» Excerpt to read
______________________________
2006/2/4, sol beach <[EMAIL PROTECTED]>:
> What other C# applications have you previously written?
> Do you know anything more than how to spell SQL?
> Have you ever installed and administered MYSQL?

I have been working as a professional programmer for around five
years, and have been writing enterprise .NET applications for around
three years. Among the SGBDs I've been working are Oracle and MSSQL.
Actually, I have written my first application using MySQL 4.1 for
academic purposes. I installed MySQL at home and have been playing
with it together with the MySQL Administrator tool.

But I think that my question was not clear enough, so please let me
explain a bit more. What I exactly want is to manage those 'native'
users registered at the MySQL database, those who have permissions set
upon determined db schemas, those who you create through the MySQL
Administrator tool (for example). I'm *not* talking about creating a
custom table called USERS or something and write CRUD statements to
manage them.
______________________________
» Given data

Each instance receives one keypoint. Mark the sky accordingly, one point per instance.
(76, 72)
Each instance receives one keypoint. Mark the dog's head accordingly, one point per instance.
______________________________
» Requirements
(A) Transcribe the part of the reply about MySQL users starting at "Actually, I have" and ending at "MySQL Administrator tool.".
(B) Answer these questions from the reply about MySQL users:
(i) For about how many years has the writer worked as a professional programmer?
(ii) Which version of MySQL did the writer use for a first MySQL application?
(iii) What custom table does the writer say they are not talking about creating?

» Task solutions
(A)
Actually, I have written my first application using MySQL 4.1 for
academic purposes. I installed MySQL at home and have been playing
with it together with the MySQL Administrator tool.

(B)
(i) Around five years.
(ii) MySQL 4.1.
(iii) A custom table called USERS or something.